Provided information =>
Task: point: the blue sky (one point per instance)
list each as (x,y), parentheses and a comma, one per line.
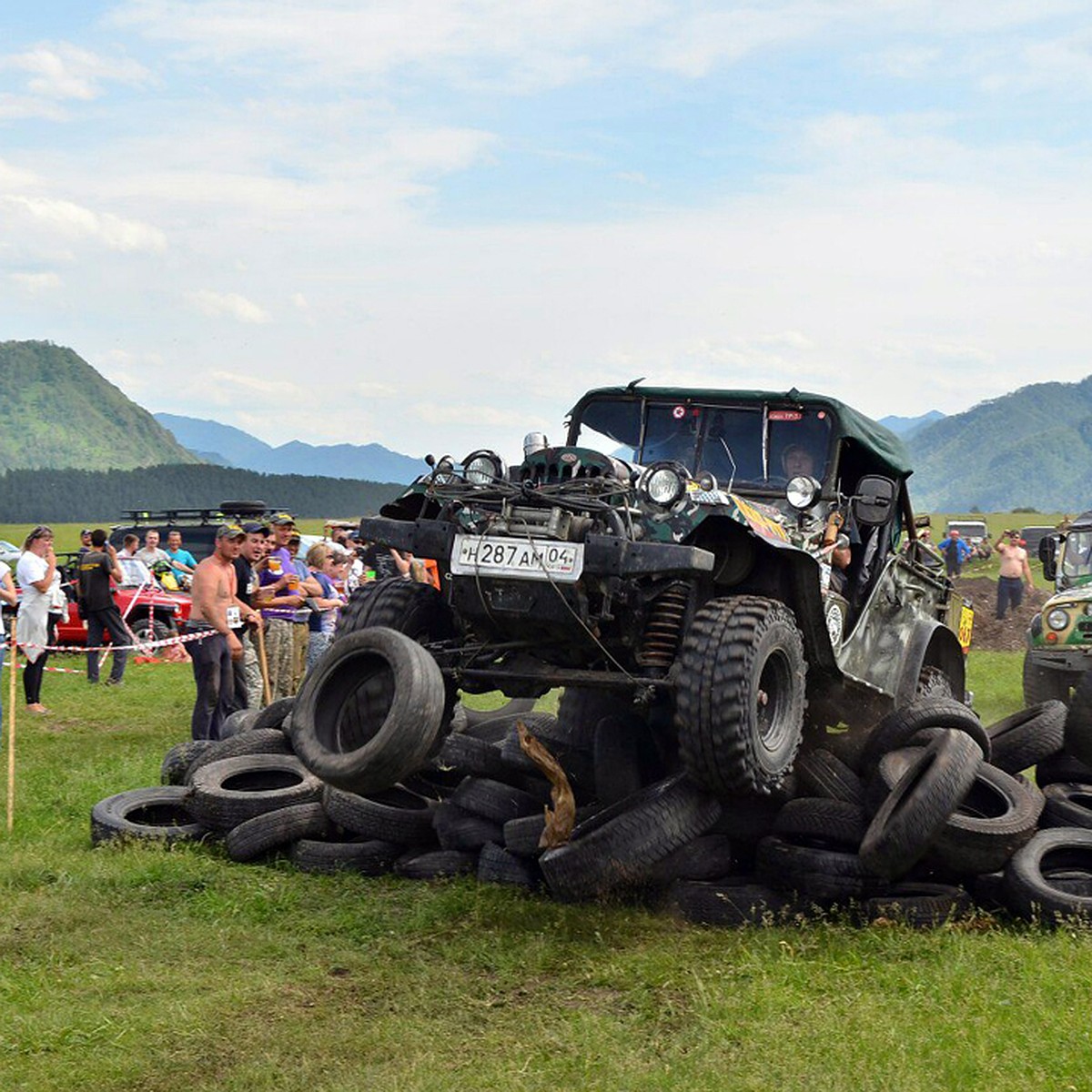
(434,224)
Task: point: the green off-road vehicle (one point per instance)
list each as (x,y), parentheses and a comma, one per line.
(683,577)
(1059,637)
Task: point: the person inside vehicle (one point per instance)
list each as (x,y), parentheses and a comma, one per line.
(183,562)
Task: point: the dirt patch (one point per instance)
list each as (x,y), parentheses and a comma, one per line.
(991,633)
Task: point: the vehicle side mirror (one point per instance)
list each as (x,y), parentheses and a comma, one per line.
(1048,555)
(875,500)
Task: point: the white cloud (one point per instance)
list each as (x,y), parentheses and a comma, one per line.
(36,282)
(230,304)
(71,219)
(66,71)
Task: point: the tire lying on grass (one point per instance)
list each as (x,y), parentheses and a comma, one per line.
(620,845)
(370,711)
(161,814)
(235,790)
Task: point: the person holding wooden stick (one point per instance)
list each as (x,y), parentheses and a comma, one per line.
(8,598)
(36,569)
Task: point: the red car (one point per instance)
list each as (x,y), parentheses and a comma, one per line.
(152,612)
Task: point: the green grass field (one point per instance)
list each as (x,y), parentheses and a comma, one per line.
(139,969)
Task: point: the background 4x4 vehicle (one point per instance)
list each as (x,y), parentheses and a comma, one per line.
(683,576)
(151,612)
(1059,637)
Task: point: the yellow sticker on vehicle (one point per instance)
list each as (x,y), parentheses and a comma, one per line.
(966,626)
(762,524)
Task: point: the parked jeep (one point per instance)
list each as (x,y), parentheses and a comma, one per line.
(685,573)
(1059,637)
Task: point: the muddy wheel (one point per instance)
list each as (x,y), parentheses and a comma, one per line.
(741,694)
(1044,683)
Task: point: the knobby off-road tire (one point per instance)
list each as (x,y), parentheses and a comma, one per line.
(621,845)
(162,814)
(913,816)
(370,711)
(1044,683)
(741,694)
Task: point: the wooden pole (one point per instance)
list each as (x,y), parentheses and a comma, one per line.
(14,670)
(263,663)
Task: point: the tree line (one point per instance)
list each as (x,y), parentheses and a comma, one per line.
(72,496)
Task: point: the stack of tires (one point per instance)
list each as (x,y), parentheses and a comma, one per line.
(376,769)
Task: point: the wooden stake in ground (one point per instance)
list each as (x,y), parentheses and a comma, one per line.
(14,670)
(263,663)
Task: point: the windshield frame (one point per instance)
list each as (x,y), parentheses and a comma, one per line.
(703,410)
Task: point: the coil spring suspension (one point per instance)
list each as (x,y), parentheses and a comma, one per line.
(664,628)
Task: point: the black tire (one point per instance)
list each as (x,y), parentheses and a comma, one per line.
(147,631)
(413,609)
(741,694)
(494,800)
(900,726)
(1030,885)
(274,714)
(456,829)
(580,710)
(389,814)
(178,760)
(370,711)
(470,757)
(836,823)
(733,901)
(620,845)
(997,816)
(1079,721)
(707,857)
(1068,804)
(235,790)
(813,871)
(1026,738)
(497,865)
(162,814)
(921,905)
(822,774)
(274,829)
(915,814)
(1062,767)
(267,742)
(363,855)
(435,864)
(1044,683)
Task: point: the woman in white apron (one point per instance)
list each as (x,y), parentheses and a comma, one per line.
(35,572)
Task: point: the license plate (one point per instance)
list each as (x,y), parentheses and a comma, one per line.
(517,557)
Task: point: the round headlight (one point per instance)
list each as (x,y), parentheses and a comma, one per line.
(664,484)
(1057,618)
(484,468)
(802,491)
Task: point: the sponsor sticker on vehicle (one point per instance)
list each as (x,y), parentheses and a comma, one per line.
(522,558)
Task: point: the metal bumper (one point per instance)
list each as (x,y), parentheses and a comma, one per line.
(604,555)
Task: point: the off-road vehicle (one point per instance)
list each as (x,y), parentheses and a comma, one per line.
(1059,637)
(671,556)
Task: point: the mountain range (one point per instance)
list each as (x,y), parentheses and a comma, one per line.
(232,447)
(57,410)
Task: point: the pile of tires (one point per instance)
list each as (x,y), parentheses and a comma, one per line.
(922,819)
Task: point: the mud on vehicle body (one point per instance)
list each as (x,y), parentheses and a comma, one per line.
(1059,637)
(687,573)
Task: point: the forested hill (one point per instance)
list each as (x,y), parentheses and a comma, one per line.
(68,496)
(1032,448)
(57,410)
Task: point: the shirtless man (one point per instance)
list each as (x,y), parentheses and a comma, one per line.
(1016,572)
(217,610)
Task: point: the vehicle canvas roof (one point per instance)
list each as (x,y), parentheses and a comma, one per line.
(852,425)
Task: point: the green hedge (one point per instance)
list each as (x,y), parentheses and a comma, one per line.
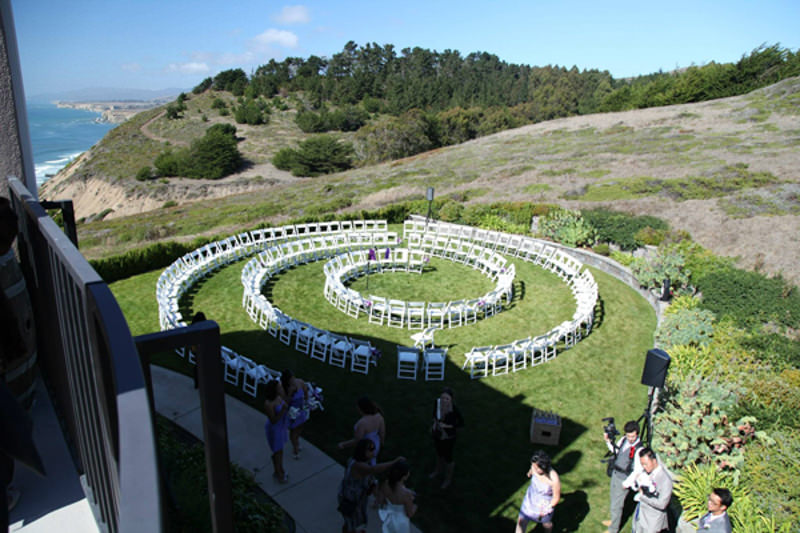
(621,228)
(750,298)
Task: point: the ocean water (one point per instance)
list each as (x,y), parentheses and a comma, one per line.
(60,135)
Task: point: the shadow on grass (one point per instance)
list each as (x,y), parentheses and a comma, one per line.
(493,449)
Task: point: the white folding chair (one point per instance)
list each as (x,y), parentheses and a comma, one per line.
(437,312)
(407,362)
(396,313)
(478,360)
(424,338)
(361,356)
(233,365)
(305,336)
(340,349)
(253,375)
(433,361)
(321,345)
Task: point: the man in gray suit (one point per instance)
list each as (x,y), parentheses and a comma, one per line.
(655,491)
(717,520)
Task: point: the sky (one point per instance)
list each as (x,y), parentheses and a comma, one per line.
(144,44)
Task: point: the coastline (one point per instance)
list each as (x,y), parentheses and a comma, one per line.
(112,112)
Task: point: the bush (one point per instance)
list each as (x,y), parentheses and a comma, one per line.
(771,473)
(691,327)
(317,155)
(167,163)
(668,263)
(157,255)
(250,113)
(567,227)
(213,156)
(144,174)
(622,228)
(750,298)
(451,211)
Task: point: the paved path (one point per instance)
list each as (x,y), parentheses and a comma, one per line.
(310,495)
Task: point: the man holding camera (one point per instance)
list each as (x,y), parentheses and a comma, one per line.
(655,490)
(624,468)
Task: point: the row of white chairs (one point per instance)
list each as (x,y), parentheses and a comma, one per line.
(299,242)
(483,361)
(413,315)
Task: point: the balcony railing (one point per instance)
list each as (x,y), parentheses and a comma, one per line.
(94,373)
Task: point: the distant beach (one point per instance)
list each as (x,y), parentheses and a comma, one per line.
(59,135)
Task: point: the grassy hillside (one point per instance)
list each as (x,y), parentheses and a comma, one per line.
(720,168)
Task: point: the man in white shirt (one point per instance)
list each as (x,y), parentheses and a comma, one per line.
(625,468)
(655,491)
(717,520)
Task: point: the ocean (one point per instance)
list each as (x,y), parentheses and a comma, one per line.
(60,135)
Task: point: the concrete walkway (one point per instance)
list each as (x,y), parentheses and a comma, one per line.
(310,495)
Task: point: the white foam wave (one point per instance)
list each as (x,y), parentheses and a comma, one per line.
(44,171)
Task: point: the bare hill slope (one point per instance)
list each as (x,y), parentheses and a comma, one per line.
(725,170)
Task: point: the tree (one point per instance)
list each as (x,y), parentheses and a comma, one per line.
(321,154)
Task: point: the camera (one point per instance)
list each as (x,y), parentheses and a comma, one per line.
(610,429)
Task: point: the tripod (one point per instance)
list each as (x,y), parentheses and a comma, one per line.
(646,434)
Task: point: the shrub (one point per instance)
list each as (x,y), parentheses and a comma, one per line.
(694,427)
(750,298)
(623,258)
(649,236)
(167,163)
(770,471)
(692,327)
(668,263)
(284,158)
(622,228)
(213,156)
(157,255)
(223,129)
(567,227)
(144,174)
(250,113)
(203,86)
(451,211)
(317,155)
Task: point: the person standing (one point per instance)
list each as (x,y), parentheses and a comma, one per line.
(625,468)
(542,495)
(276,427)
(655,490)
(297,396)
(358,483)
(369,426)
(717,519)
(398,500)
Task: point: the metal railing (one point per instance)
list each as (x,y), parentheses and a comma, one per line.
(93,369)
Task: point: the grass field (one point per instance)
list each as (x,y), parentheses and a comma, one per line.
(597,378)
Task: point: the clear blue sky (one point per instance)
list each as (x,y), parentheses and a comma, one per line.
(155,44)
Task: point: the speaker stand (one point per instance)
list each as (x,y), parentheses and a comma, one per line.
(646,436)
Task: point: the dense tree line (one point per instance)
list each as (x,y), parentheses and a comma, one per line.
(420,99)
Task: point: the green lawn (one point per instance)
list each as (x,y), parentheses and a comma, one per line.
(597,378)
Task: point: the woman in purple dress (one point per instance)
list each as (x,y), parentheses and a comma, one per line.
(542,496)
(276,427)
(297,395)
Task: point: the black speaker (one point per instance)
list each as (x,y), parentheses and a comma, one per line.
(655,368)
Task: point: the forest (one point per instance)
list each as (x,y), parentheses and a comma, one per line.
(401,104)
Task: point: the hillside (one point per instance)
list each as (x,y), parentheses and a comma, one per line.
(724,170)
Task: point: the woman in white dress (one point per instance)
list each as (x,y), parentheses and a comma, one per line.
(398,500)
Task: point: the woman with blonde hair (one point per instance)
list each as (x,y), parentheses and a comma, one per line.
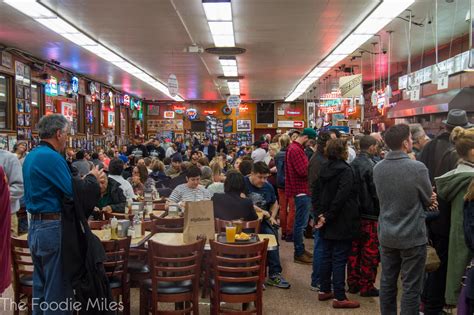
(452,187)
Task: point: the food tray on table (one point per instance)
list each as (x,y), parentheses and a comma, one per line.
(253,238)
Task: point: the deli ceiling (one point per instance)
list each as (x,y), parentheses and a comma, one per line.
(284,40)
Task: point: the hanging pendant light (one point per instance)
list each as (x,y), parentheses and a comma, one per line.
(373,97)
(361,97)
(388,88)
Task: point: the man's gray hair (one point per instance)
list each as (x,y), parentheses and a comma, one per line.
(50,124)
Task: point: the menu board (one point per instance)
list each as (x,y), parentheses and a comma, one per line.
(165,124)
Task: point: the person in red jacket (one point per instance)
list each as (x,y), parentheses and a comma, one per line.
(296,186)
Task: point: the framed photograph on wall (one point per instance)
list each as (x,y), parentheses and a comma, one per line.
(244,125)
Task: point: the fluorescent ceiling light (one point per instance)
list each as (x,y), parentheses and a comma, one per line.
(224,40)
(52,21)
(221,28)
(217,10)
(230,71)
(228,61)
(385,12)
(31,8)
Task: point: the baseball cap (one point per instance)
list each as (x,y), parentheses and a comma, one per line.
(310,132)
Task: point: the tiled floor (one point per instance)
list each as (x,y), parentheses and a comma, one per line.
(297,300)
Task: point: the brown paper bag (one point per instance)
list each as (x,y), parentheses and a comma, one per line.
(198,220)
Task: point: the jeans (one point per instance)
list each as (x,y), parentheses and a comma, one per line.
(303,207)
(273,256)
(287,212)
(435,285)
(333,263)
(317,258)
(50,285)
(410,263)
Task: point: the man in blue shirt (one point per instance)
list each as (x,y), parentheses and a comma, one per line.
(263,197)
(47,179)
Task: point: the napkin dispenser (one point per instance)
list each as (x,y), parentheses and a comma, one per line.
(122,228)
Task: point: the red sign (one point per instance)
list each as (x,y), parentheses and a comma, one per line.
(298,124)
(293,112)
(126,100)
(243,108)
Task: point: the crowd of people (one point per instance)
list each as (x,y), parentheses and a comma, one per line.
(364,199)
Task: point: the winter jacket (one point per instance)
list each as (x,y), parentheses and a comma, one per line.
(452,187)
(280,164)
(335,196)
(314,166)
(363,167)
(296,171)
(82,252)
(404,191)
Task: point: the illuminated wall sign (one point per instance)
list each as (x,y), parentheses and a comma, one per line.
(293,112)
(75,85)
(178,109)
(169,114)
(210,112)
(126,100)
(51,88)
(243,108)
(192,113)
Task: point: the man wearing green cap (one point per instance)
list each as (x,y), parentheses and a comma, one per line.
(296,186)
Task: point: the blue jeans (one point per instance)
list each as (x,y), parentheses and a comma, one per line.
(317,257)
(273,256)
(302,210)
(50,286)
(334,260)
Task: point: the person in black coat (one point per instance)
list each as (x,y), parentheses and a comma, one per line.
(208,149)
(335,201)
(231,205)
(364,257)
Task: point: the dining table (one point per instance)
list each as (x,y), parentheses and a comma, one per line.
(176,239)
(135,241)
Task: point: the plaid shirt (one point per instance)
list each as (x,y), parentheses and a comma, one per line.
(296,171)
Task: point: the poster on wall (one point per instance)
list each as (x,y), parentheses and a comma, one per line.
(153,110)
(165,124)
(244,125)
(228,125)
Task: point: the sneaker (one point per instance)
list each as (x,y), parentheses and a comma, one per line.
(278,281)
(303,259)
(370,293)
(345,304)
(353,290)
(322,296)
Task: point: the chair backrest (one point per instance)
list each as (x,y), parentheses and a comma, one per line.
(238,263)
(175,263)
(97,225)
(117,252)
(21,259)
(168,225)
(254,226)
(118,216)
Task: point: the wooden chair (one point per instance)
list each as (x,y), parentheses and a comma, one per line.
(22,272)
(246,225)
(238,274)
(169,225)
(116,264)
(97,225)
(174,277)
(159,206)
(118,216)
(138,268)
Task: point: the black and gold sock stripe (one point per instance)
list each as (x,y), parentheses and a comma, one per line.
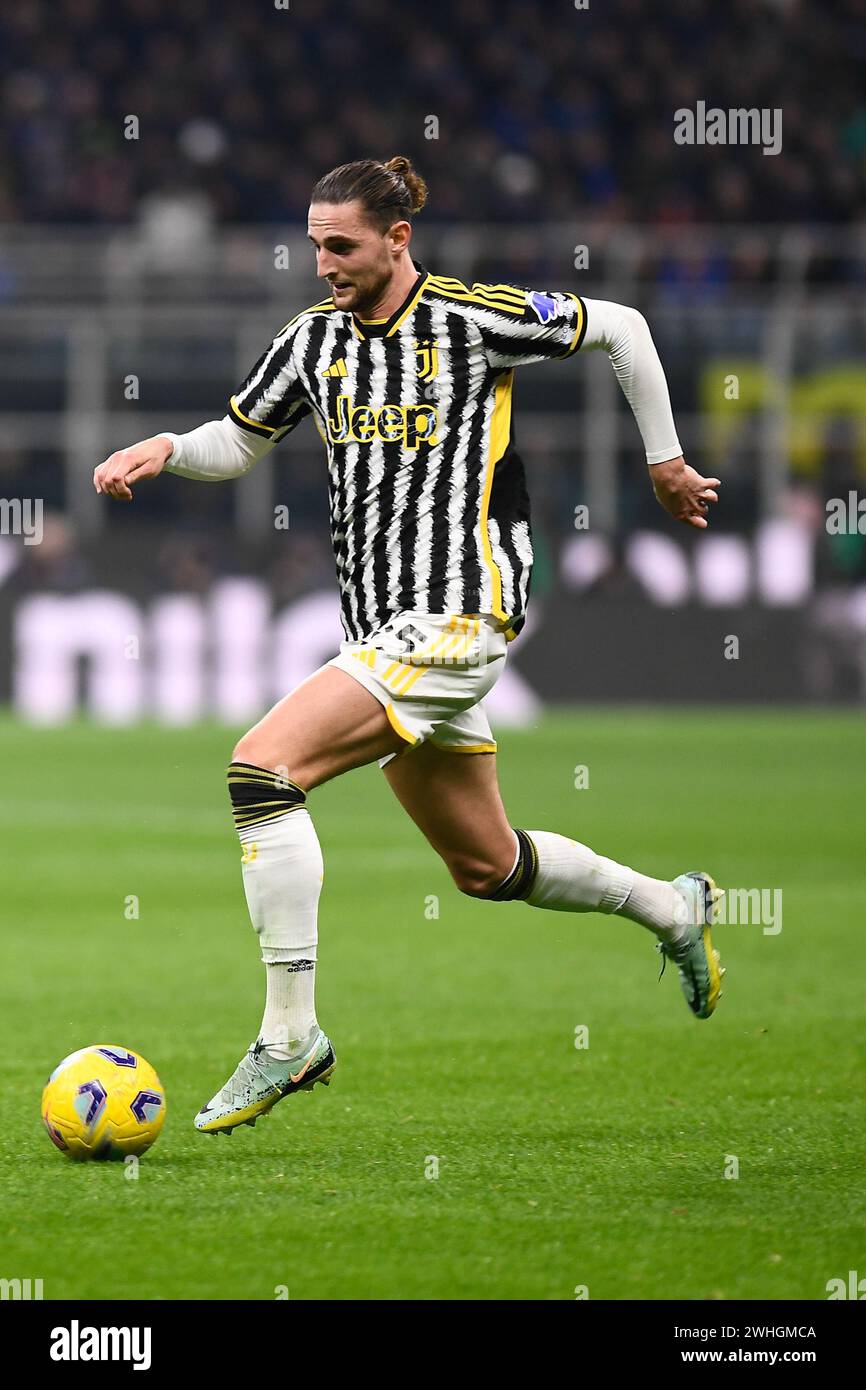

Required action => Beginning with the first line of the records above, extract each line exactly through the line that holds "Task: point: the white cloud", both ends included. Omit pictures.

Solution to this problem =>
Task: point: the blue sky (one point per instance)
list each as (x,y), parentheses and a comma, one per line.
(434,224)
Task: point: the green off-road vehicle (one point per instance)
list each as (x,y), parentheses and a comma, one per line.
(683,577)
(1059,637)
Task: point: the person inside vehicle (one point per instance)
list each as (x,y), parentheses and a comma, one per line.
(183,562)
Task: point: the dirt patch (one point per instance)
list each as (x,y), parentheses and a comma, one per line.
(991,633)
Task: point: the vehicle side mirror (one point per instance)
list each as (x,y), parentheses and a comma, one per line.
(1048,555)
(875,500)
Task: point: the white cloud (one point per instance)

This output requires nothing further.